═══ MATERIAL PROVIDED

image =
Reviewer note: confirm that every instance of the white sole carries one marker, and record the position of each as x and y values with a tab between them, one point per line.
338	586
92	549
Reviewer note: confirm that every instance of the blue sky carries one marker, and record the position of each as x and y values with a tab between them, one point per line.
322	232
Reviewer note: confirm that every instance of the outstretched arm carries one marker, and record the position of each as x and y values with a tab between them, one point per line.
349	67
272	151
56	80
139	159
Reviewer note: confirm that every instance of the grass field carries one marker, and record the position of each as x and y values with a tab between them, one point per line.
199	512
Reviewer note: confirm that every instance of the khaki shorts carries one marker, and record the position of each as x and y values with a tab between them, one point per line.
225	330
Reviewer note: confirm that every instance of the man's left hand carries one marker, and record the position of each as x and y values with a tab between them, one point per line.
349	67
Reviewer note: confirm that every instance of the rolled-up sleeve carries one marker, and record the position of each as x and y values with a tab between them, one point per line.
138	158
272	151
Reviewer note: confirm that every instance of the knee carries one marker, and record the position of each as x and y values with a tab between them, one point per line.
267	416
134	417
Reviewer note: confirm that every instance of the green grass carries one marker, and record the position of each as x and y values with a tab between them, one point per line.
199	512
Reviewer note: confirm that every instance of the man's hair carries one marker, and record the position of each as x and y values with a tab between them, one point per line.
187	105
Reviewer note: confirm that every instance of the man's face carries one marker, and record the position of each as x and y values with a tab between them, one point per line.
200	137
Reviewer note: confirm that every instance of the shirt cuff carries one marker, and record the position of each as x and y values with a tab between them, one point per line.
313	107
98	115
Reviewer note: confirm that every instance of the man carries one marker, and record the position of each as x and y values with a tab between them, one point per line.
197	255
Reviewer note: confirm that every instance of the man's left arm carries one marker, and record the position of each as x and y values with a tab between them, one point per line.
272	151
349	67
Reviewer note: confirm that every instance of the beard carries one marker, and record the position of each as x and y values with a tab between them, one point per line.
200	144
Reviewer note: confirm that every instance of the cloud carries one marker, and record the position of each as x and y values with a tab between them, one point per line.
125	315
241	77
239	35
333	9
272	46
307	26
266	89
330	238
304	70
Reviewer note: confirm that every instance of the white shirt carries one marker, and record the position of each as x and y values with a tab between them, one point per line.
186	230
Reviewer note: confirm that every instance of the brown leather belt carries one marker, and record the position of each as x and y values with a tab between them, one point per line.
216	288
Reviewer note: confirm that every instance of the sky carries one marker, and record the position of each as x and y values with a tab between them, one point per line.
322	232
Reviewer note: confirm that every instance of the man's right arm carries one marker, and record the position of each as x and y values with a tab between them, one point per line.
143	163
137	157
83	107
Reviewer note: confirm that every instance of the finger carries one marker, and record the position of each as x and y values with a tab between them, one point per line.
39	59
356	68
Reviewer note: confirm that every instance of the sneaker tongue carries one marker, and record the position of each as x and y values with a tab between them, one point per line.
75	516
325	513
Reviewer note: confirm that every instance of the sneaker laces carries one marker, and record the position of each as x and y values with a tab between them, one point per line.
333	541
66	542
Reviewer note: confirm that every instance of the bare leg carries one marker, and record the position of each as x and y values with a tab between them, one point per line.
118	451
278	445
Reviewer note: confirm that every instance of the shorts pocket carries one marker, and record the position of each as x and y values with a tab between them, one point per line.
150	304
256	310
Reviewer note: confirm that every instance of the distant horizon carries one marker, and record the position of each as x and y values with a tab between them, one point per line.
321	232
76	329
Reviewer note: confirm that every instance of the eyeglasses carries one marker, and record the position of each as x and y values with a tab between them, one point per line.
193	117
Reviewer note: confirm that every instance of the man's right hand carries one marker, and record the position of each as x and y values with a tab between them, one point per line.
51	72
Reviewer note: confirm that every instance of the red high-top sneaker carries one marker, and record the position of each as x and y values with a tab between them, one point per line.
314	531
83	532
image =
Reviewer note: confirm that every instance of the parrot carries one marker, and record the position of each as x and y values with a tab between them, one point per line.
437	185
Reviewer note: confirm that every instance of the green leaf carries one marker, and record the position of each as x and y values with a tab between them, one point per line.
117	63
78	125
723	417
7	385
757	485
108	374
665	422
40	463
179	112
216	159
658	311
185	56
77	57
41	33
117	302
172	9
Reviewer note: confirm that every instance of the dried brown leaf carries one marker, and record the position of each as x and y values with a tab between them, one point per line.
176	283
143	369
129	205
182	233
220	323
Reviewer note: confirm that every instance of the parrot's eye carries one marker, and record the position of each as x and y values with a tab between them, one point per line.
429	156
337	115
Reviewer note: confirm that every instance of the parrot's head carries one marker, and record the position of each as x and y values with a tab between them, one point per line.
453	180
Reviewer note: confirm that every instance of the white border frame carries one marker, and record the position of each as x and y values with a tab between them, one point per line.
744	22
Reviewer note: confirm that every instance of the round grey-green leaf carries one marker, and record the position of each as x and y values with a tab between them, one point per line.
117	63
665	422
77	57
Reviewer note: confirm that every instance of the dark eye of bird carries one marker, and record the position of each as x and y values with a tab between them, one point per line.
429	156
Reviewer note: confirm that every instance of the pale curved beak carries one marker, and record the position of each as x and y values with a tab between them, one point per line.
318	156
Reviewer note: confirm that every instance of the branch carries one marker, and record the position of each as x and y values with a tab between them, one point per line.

══════

• [WHAT IS EXPECTED]: Give back exactly the lines beginning at the one with "Reviewer note: confirm that every instance of the dark" and ending at the final line of the material; both boundary lines belong in it.

• [THE SOLUTION]:
Reviewer note: confirm that every instance of the dark eye of bird carries one marker, and record the position of each as x and y values with a tab between them, one point per line.
429	156
Reviewer note: confirm that every instance of the pale curved beak carries one marker, and record the position of each as x and y values with a tab between them, one point per line.
318	156
Reviewer note: confirm that every instance of the branch carries one marker, and record the position of each as x and y values with a tab between them, one point per line.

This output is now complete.